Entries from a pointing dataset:
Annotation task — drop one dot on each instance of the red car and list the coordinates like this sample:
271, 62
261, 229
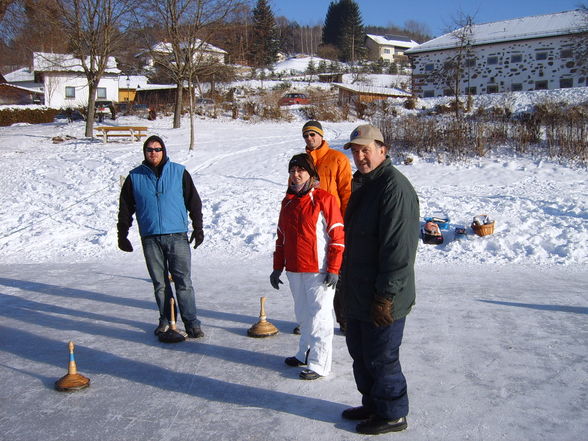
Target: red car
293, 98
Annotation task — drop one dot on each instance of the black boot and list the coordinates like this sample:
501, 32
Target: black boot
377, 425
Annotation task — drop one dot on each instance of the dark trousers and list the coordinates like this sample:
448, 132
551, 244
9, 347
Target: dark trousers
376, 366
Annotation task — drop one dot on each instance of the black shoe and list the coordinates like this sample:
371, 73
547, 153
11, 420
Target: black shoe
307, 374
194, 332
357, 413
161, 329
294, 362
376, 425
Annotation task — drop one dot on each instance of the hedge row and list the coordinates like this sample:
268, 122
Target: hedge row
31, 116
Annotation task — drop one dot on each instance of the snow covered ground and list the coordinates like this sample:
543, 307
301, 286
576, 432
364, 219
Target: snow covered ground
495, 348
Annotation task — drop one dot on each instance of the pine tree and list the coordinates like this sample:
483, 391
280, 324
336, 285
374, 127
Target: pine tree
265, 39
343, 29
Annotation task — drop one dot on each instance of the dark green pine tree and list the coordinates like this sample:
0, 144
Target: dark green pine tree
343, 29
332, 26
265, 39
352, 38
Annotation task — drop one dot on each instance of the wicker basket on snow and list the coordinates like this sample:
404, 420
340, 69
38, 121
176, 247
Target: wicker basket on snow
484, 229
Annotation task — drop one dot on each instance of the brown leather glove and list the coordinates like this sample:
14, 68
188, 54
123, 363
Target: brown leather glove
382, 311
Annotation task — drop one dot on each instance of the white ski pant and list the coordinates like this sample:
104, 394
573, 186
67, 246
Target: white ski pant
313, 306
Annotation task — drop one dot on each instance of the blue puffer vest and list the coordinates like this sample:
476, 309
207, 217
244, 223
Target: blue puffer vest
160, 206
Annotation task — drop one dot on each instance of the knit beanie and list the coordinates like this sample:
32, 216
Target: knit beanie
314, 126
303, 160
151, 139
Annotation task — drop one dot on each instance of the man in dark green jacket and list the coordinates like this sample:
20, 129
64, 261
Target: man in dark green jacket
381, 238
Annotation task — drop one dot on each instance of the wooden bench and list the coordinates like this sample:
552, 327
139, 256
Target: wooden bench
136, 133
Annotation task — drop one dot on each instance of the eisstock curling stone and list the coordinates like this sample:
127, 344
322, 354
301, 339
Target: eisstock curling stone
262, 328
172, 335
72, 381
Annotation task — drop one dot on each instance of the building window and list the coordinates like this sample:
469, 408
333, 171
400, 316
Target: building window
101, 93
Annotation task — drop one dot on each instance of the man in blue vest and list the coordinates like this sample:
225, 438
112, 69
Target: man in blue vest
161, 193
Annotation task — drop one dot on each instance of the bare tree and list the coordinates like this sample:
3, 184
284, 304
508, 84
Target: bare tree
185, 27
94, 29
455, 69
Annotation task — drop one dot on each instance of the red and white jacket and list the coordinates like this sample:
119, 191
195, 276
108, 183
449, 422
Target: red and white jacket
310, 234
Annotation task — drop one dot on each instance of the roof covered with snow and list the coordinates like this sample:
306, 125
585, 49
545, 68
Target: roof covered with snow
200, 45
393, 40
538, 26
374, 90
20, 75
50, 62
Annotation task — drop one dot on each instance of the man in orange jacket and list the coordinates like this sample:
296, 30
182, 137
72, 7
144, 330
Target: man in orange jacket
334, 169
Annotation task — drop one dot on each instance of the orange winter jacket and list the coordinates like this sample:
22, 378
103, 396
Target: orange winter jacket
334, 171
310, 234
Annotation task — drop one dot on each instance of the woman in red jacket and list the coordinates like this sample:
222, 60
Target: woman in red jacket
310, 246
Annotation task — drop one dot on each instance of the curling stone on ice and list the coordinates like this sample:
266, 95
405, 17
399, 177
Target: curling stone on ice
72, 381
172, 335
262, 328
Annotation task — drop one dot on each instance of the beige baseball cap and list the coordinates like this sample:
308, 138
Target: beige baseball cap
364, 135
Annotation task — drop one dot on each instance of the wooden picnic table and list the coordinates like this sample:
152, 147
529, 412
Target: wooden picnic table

STATED GOAL:
Copy the entries starting at the line containing "of the orange" and ending at the last entry, changing "picnic table" to "park bench" and leaving everything else as it is.

EXPECTED OUTPUT:
Annotation task — drop one dot on each instance of the orange winter jacket and list the coordinates like this sample:
22, 378
103, 396
Target: orange winter jacket
334, 171
310, 234
Annotation task — drop one dot on each instance of the woman in red jacket and list the coordinates like this sample:
222, 60
Target: woman in red jacket
310, 246
Annotation task — drop one dot on each instance of the curling stone on ice and list the coordinates like this sample:
266, 95
405, 17
399, 177
Target: curling stone on ice
72, 381
172, 335
262, 328
Annotation task — drop one dot on each instance of the beige baseball cap and list the coordinates like this sample:
308, 138
Target: beige baseball cap
364, 135
Annotation task — drop one dot on each instance of the wooden park bench and list the coordinates like this sample:
152, 147
529, 412
Target: wooden park bench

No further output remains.